━━━ EXTRAIT DU TEXTE
8Dans le récit de celle-ci, Major, un verrat (boar), représenterait Marx et son Manifeste du Parti Communiste de 1848. En effet, il lance le mouvement de rébellion en racontant aux autres animaux un rêve prophétique, dans lequel la terre lui serait apparue délivrée des êtres humains. Autour de l’idée centrale de ce rêve, il bâtit un discours véhément, dénonçant la tyrannie de l’homme (« No animal in England is free. The life of an animal is misery and slavery : that is the plain truth » ; « Man is the only real enemy we have7 »). Au-delà du rêve, fondateur d’un nouvel ordre (« Major’s speech had given to the more intelligent animals on the farm a completely new outlook on life8 »), nous remarquons ici un autre élément fondamental, le discours-manifeste, qui se doit de détruire verbalement l’ancien ordre, en utilisant une argumentation à la logique approximative, qui porte en elle-même sa propre justification et ne permet aucun questionnement de la part du récepteur. Il s’agit d’une vérité que l’on prétend imposer sous une forme close, qu’il n’est pas question de remettre en cause. D’ailleurs, la légitimité du Manifeste ne semble-t-elle pas dépendre directement du degré de violence verbale mise en œuvre (« The only good human being is a dead one9 ») ? De toute manière, cette violence est présentée comme se trouvant d’avance légitimée par celle que la société humaine a toujours exercée sur les animaux.
9Poursuivant ce processus de simplification à l’extrême du sens, jusqu’à l’annuler, les phrases-maximes qui rythmeront le quotidien des animaux jouent un rôle de ressassement didactique, qui devra finir par provoquer une obéissance aveugle de la part du récepteur (« All men are enemies. All animals are comrades10 » ; « All animals are equal11 »).
III. Du rêve au cauchemar, de l’utopie à la dystopie
10Les deux personnages qui dirigent la société issue de ce rêve prophétique initial sont deux cochons, Snowball et Napoleon. Le premier représenterait Trotsky, le second Staline. Ils introduiront la corruption des principes premiers de la communauté, ceux que les animaux chantaient ensemble lorsqu’ils entonnaient l’hymne de la révolution, Beasts of England. Snowball-Trotsky, victime de sa volonté de préserver le rêve d’une société égalitaire, finit par être expulsé de la ferme et Napoleon-Staline prend les pleins pouvoirs, utilisant la peur et la propagande pour tenir les autres animaux sous sa férule. Il décide de créer une police politique, formée de jeunes chiens enlevés à leurs familles dès la petite enfance et entraînés pour la tâche qui leur a été assignée par le chef.
━━━━━━
━━━ DONNÉES FOURNIES
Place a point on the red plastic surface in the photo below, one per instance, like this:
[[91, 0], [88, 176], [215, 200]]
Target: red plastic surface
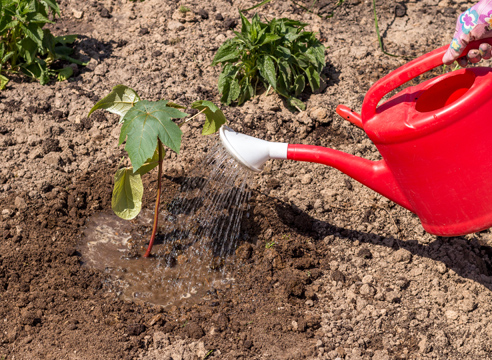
━━━━━━
- CONSIGNE 1
Traduisez en anglais cette phrase de l'extrait du texte : « Il s’agit d’une vérité que l’on prétend imposer sous une forme close, qu’il n’est pas question de remettre en cause. »
- CONSIGNE 2
Reproduisez à l'identique le passage de l'extrait du texte qui s'ouvre sur les mots contenant « III. Du rêve » et se referme sur « par le chef. ».
Seul l'extrait du texte doit servir de référence.

- RÉSULTAT 1
It is a truth that one purports to impose in a closed form, which is not open to being called into question.

- RÉSULTAT 2
III. Du rêve au cauchemar, de l’utopie à la dystopie
10Les deux personnages qui dirigent la société issue de ce rêve prophétique initial sont deux cochons, Snowball et Napoleon. Le premier représenterait Trotsky, le second Staline. Ils introduiront la corruption des principes premiers de la communauté, ceux que les animaux chantaient ensemble lorsqu’ils entonnaient l’hymne de la révolution, Beasts of England. Snowball-Trotsky, victime de sa volonté de préserver le rêve d’une société égalitaire, finit par être expulsé de la ferme et Napoleon-Staline prend les pleins pouvoirs, utilisant la peur et la propagande pour tenir les autres animaux sous sa férule. Il décide de créer une police politique, formée de jeunes chiens enlevés à leurs familles dès la petite enfance et entraînés pour la tâche qui leur a été assignée par le chef.